Text block:
- - - - - - -

SSI News Blog

SSI’s first event in Parliament House, Canberra was a resounding success, with Federal Minister Craig Laundy MP vowing to ensure that the Ignite Small Business Start-ups (Ignite) initiative receives the funding it deserves so that humanitarian entrants have the opportunity to give back to Australia.


Magician Hamid Ariento and his assistant at Parliament House.
Magician Hamid Ariento and his assistant at Claire Aarabella Parliament House.


The final evaluation report of Ignite by UTS Business School Professor Jock Collins – From Refugee to Entrepreneur in Three Years – was launched by Assistant Minister for Industry, Innovation and Science the Hon Craig Laundy MP on Thursday, March 23.

The night before, at the Australian Migration Settlement Awards, SSI won the Settlement Innovation category, with Ignite being a significant component of the nomination.

Ignite facilitates business creation for people from refugee backgrounds who are keen to establish a small business or expand an existing one.

The study found that 68% of refugee graduates of Ignite Small Business Start-ups had moved off Centrelink payments, with some also paying company tax and generating jobs for others.

Ignite evaluation report key findings

  • In-depth interviews with 35 of the refugee entrepreneurs identified savings of $880,000 a year in Centrelink benefits – or a potential $4.4 million over five years – among this group alone. 
  • More than 60 new refugee enterprises emerged from the program, generating company tax revenue for the government. 
  • At the time of the study, 20 staff had been taken on by the program’s entrepreneurs. 
  • The entrepreneurs were also contributing to innovation in Australia.

Craig Laundy Violet Roumeliotis Peter Zographakis.
Assistant Minister for Industry, Innovation and Science Craig Laundy MP, SSI CEO Violet Roumeliotis and SSI General Manager Peter Zographakis.


SSI CEO Violet Roumeliotis said it was not because of a lack of passion, a business idea or commitment and ability that other Ignite clients had not set up a business.

“Rather, the constraint was the time of the enterprise facilitators. With more resources for the program to hire additional enterprise facilitators the success rate would have been much higher,” she said.

Although the launch was about the success that the Ignite model has proven to be, Ms Roumeliotis said it was also about celebrating the determination and passion of a special group of people who began a new life in this country, and today call themselves entrepreneurs.

“The Ignite initiative has always been close to my heart because it demonstrates what many of us in the settlement sector know first-hand – that humanitarian refugees bring a wealth of skill and experience in entrepreneurship to Australia, and that with support they can contribute their know-how and skills, paying dividends to the economy.”

Overall, of the 240 SSI refugee clients accepted into the Ignite program, 25 per cent were now running their own enterprise, the study found – an admirable success rate considering the substantial barriers refugees faced, Professor Collins said.

- - - - - - -

Record excerpts:

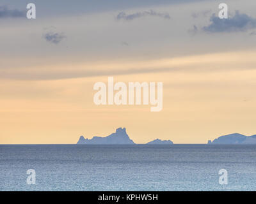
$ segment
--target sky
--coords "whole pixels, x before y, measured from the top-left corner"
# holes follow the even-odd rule
[[[0,143],[76,143],[120,127],[138,143],[255,135],[254,4],[0,0]],[[162,82],[163,110],[96,105],[93,85],[108,76]]]

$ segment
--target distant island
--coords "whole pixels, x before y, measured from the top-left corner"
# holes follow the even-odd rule
[[[147,143],[147,145],[172,145],[173,143],[171,140],[161,140],[156,139]]]
[[[208,141],[208,144],[256,144],[256,135],[245,136],[239,133],[223,135]]]
[[[173,143],[171,140],[161,140],[156,139],[147,144],[148,145],[171,145]],[[116,132],[106,137],[93,136],[92,139],[85,139],[81,136],[77,145],[135,145],[126,133],[125,127],[118,128]]]

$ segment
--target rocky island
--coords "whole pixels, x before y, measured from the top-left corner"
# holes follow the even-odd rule
[[[171,140],[154,140],[147,143],[150,145],[170,145],[173,143]],[[125,127],[119,127],[116,132],[106,137],[93,136],[92,139],[85,139],[81,136],[77,145],[135,145],[126,133]]]
[[[245,136],[239,133],[223,135],[214,140],[208,140],[208,144],[256,144],[256,135]]]

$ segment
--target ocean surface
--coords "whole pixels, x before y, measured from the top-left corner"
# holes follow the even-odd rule
[[[256,145],[0,145],[0,191],[256,191]]]

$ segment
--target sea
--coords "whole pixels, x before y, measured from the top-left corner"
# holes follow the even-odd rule
[[[0,191],[256,191],[256,145],[1,145]]]

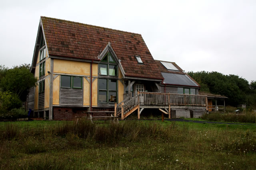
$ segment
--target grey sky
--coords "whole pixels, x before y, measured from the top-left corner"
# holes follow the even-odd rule
[[[0,64],[30,63],[40,16],[141,34],[155,59],[256,80],[256,1],[9,0]]]

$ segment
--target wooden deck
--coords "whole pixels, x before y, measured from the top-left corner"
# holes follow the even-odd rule
[[[123,119],[138,109],[139,119],[143,108],[158,108],[169,109],[167,110],[170,117],[171,106],[205,107],[207,108],[207,96],[138,92],[136,96],[132,98],[128,95],[122,102],[115,105],[115,116],[121,114],[121,119]],[[140,107],[142,108],[140,111]]]

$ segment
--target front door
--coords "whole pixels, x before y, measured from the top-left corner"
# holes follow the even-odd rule
[[[136,84],[135,89],[136,90],[136,95],[138,94],[138,92],[144,92],[144,85],[143,84]],[[144,102],[144,94],[141,94],[141,97],[140,98],[140,103],[142,104]]]

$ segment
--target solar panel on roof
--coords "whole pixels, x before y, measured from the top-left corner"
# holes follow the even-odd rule
[[[178,70],[170,63],[164,62],[163,61],[160,61],[160,62],[168,70],[177,70],[178,71]]]

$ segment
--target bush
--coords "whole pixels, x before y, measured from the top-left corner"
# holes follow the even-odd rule
[[[22,106],[22,102],[19,96],[9,91],[0,91],[0,110],[10,110]]]
[[[23,108],[12,109],[10,111],[6,109],[0,110],[0,119],[16,119],[28,117],[28,112]]]
[[[247,113],[246,114],[243,115],[214,113],[205,114],[203,115],[202,118],[204,120],[210,121],[252,123],[256,123],[256,114],[252,113]]]

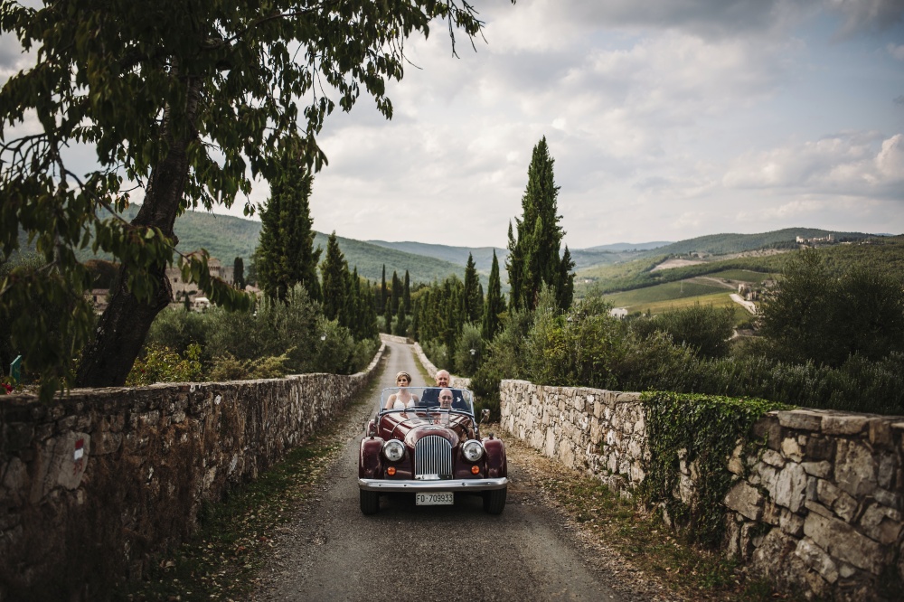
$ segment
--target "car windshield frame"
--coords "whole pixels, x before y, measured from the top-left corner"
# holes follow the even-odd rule
[[[419,400],[418,404],[413,408],[404,408],[404,409],[390,409],[385,408],[386,403],[389,400],[391,395],[398,393],[400,390],[405,389],[412,395],[416,396]],[[443,410],[439,408],[438,395],[439,391],[443,389],[448,389],[452,390],[453,400],[452,408],[448,410]],[[432,403],[428,401],[426,404],[424,402],[424,392],[425,391],[436,391],[437,401]],[[430,393],[432,396],[432,392]],[[462,389],[460,387],[388,387],[383,389],[380,394],[380,405],[377,408],[377,414],[382,416],[384,414],[405,412],[405,411],[448,411],[450,414],[461,414],[465,416],[469,416],[474,418],[474,393],[467,389]]]

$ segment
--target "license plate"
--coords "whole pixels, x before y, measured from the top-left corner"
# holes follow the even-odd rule
[[[419,506],[447,506],[455,503],[455,494],[440,491],[430,494],[415,494],[415,503]]]

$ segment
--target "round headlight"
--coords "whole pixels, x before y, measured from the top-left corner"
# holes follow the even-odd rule
[[[383,456],[390,462],[398,462],[404,455],[405,446],[402,445],[401,441],[391,439],[383,445]]]
[[[484,446],[480,445],[480,441],[471,439],[462,446],[461,453],[468,462],[476,462],[484,456]]]

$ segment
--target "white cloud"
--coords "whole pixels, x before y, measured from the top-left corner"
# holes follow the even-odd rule
[[[904,136],[843,133],[739,157],[727,188],[810,190],[904,200]]]

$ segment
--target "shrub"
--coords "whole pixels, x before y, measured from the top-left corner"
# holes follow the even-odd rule
[[[156,345],[146,349],[139,357],[126,378],[126,384],[140,387],[155,382],[192,382],[201,380],[201,346],[189,345],[185,353],[179,353]]]
[[[485,353],[484,340],[480,337],[480,326],[472,323],[466,324],[456,343],[456,372],[462,376],[474,376]]]

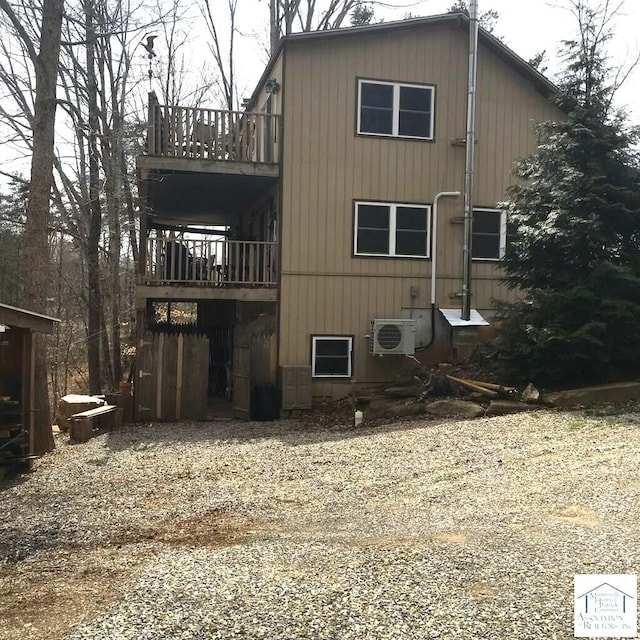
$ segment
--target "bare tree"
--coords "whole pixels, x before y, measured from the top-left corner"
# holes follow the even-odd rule
[[[34,40],[7,0],[0,0],[0,9],[11,21],[35,68],[33,155],[25,225],[25,260],[29,269],[24,299],[29,309],[45,313],[49,282],[48,228],[53,183],[56,80],[64,3],[63,0],[43,0],[37,53]],[[39,454],[54,447],[49,421],[46,342],[42,336],[36,338],[35,403],[35,420],[31,428],[34,430],[34,452]]]
[[[213,17],[210,0],[202,0],[202,15],[205,18],[211,42],[209,44],[213,60],[220,77],[220,88],[225,107],[229,111],[238,108],[235,86],[234,46],[236,36],[236,11],[238,0],[227,0],[228,37],[223,42],[219,27]],[[225,46],[226,44],[226,46]]]

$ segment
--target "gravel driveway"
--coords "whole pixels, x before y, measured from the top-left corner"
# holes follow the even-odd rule
[[[0,638],[572,638],[573,575],[640,568],[639,424],[61,439],[0,492]]]

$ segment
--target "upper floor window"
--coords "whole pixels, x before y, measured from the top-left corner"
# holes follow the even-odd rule
[[[356,202],[357,256],[428,258],[431,207],[390,202]]]
[[[499,209],[473,210],[471,255],[474,260],[502,260],[507,249],[507,213]]]
[[[433,140],[434,87],[358,80],[358,127],[365,135]]]

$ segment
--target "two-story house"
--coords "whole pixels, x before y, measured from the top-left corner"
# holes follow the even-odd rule
[[[233,361],[225,388],[240,415],[256,381],[278,384],[283,408],[304,407],[452,357],[463,198],[442,198],[437,223],[433,205],[464,190],[468,29],[447,14],[294,34],[242,112],[150,104],[139,329],[155,302],[197,302],[210,375],[216,359]],[[553,92],[480,31],[475,324],[512,295],[497,206],[513,163],[535,149],[534,123],[561,117]],[[252,338],[260,317],[273,319],[266,342]],[[143,371],[140,386],[156,377]]]

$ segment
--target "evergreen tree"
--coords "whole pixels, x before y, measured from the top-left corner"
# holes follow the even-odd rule
[[[640,373],[640,167],[636,138],[612,110],[603,25],[573,8],[557,96],[566,119],[537,127],[505,203],[513,240],[506,282],[523,292],[499,309],[500,363],[512,379],[600,382]]]

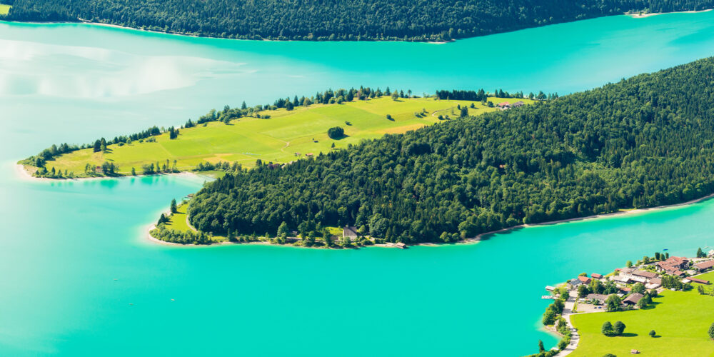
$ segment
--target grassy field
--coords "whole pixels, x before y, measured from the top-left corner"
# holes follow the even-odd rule
[[[494,103],[516,101],[512,99],[490,100]],[[527,99],[523,101],[532,103]],[[142,165],[157,161],[163,165],[166,160],[171,165],[176,160],[181,171],[191,170],[201,162],[237,161],[247,167],[254,166],[258,159],[286,163],[305,158],[307,154],[316,156],[320,152],[327,153],[333,150],[333,143],[334,149],[339,149],[363,139],[404,133],[433,124],[439,121],[438,115],[456,118],[457,105],[470,106],[472,103],[476,108],[469,109],[471,115],[497,110],[482,106],[480,102],[423,98],[395,101],[389,97],[381,97],[344,104],[313,105],[291,111],[279,109],[261,112],[269,114],[269,119],[246,117],[233,120],[229,125],[211,122],[206,126],[181,129],[178,138],[174,140],[169,140],[169,134],[165,133],[156,136],[156,141],[153,143],[134,141],[123,146],[111,145],[106,153],[80,150],[58,157],[46,166],[48,169],[54,167],[81,176],[86,164],[96,166],[105,161],[119,166],[121,174],[130,174],[131,168],[141,173]],[[417,117],[415,113],[423,109],[427,114]],[[388,120],[387,114],[393,120]],[[327,130],[333,126],[343,128],[346,136],[340,140],[331,139]]]
[[[714,280],[714,273],[700,278]],[[615,313],[573,315],[573,324],[580,334],[580,345],[573,357],[600,357],[605,353],[630,356],[639,350],[640,356],[714,356],[714,341],[707,331],[714,323],[714,296],[690,291],[666,291],[654,299],[653,307],[644,310]],[[705,286],[711,291],[711,286]],[[627,328],[625,336],[606,337],[600,333],[603,323],[620,321]],[[657,335],[650,337],[654,330]]]
[[[188,223],[186,221],[186,210],[188,209],[188,204],[179,204],[176,207],[176,213],[171,215],[169,217],[169,222],[164,223],[167,228],[174,229],[175,231],[192,231],[196,232],[196,229],[188,226]],[[211,236],[211,239],[216,242],[223,241],[228,240],[228,238],[221,236]]]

- - - - - - -

Set tasks:
A. List every key finding that the SSI blog post gives under its heading for the Ignite evaluation report.
B. Using the SSI blog post, answer each question:
(i) In which category did SSI win at the Australian Migration Settlement Awards?
(ii) What percentage of refugee graduates of Ignite had moved off Centrelink payments?
(iii) How many SSI refugee clients were accepted into the Ignite program?
C. Retype the passage of the SSI blog post between "SSI’s first event" and "Aarabella Parliament House.", inclusive.

Exercise solutions:
A.
- In-depth interviews with 35 of the refugee entrepreneurs identified savings of $880,000 a year in Centrelink benefits, or a potential $4.4 million over five years, among this group alone.
- More than 60 new refugee enterprises emerged from the program, generating company tax revenue for the government.
- At the time of the study, 20 staff had been taken on by the program's entrepreneurs.
- The entrepreneurs were also contributing to innovation in Australia.

B.
(i) Settlement Innovation
(ii) 68%
(iii) 240

C.
SSI’s first event in Parliament House, Canberra was a resounding success, with Federal Minister Craig Laundy MP vowing to ensure that the Ignite Small Business Start-ups (Ignite) initiative receives the funding it deserves so that humanitarian entrants have the opportunity to give back to Australia.


Magician Hamid Ariento and his assistant at Parliament House.
Magician Hamid Ariento and his assistant at Claire Aarabella Parliament House.